* YOUR GOAL
Below are some records. Repeat exactly the lines from the one containing "Could you please point out the stone" through the final line.

GIVEN DATA Block Start

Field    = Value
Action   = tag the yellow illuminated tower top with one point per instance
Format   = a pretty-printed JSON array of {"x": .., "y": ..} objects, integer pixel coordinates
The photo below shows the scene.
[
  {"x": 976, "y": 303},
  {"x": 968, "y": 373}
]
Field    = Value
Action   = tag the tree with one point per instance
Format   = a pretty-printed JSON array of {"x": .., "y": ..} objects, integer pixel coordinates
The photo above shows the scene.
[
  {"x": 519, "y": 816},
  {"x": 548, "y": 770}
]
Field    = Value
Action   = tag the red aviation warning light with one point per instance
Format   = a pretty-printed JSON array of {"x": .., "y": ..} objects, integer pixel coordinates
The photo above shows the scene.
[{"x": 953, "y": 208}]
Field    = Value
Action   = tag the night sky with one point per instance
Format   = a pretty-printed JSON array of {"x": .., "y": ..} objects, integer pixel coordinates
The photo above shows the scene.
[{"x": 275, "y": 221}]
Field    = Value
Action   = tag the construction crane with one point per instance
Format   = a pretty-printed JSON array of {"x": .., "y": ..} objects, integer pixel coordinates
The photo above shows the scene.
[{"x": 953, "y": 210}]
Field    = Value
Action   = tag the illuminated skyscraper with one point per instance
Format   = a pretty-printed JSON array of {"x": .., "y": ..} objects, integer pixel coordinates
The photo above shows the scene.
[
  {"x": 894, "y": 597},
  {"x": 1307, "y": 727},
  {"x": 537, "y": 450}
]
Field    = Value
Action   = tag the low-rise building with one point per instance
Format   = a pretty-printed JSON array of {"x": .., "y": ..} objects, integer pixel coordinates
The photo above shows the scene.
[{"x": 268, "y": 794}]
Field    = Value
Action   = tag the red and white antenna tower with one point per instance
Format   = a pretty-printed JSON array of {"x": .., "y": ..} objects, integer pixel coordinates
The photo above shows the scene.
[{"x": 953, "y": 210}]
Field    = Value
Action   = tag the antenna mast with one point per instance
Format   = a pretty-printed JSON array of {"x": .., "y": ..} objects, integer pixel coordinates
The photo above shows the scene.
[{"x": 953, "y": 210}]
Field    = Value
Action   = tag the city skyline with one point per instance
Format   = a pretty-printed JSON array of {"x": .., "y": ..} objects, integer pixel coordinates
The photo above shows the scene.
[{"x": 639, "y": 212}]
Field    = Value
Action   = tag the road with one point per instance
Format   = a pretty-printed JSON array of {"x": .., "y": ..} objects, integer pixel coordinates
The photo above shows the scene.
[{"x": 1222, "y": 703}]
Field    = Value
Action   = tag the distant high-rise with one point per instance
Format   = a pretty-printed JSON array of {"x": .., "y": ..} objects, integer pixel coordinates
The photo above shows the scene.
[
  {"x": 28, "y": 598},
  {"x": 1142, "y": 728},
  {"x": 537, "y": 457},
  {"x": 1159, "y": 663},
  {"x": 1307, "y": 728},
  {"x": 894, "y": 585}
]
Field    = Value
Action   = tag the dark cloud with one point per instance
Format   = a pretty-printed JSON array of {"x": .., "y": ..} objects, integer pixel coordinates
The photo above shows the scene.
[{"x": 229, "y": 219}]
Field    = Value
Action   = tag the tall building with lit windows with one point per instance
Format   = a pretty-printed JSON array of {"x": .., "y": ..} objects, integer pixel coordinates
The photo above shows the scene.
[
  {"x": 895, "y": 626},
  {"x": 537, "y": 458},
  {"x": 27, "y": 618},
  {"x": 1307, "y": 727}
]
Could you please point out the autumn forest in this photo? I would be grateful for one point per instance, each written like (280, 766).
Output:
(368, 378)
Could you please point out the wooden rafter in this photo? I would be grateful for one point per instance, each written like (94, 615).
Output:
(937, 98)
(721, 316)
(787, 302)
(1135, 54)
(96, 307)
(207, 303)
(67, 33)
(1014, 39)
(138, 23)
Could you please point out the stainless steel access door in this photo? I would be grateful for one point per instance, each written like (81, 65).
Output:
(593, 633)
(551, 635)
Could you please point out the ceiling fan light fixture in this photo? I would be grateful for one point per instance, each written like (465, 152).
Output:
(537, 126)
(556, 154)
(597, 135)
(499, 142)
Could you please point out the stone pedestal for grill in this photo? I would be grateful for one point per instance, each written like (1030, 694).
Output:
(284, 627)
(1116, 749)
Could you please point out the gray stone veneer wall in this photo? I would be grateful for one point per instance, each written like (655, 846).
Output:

GIVEN DATA Block End

* FINISHED TASK
Could you please point out the stone pedestal for grill in this photo? I would be grateful for one point per instance, each written like (1030, 694).
Output:
(284, 627)
(1116, 749)
Could you please point out the gray stone veneer wall in this photo? I would be grateful for one point per instance, each written like (655, 846).
Output:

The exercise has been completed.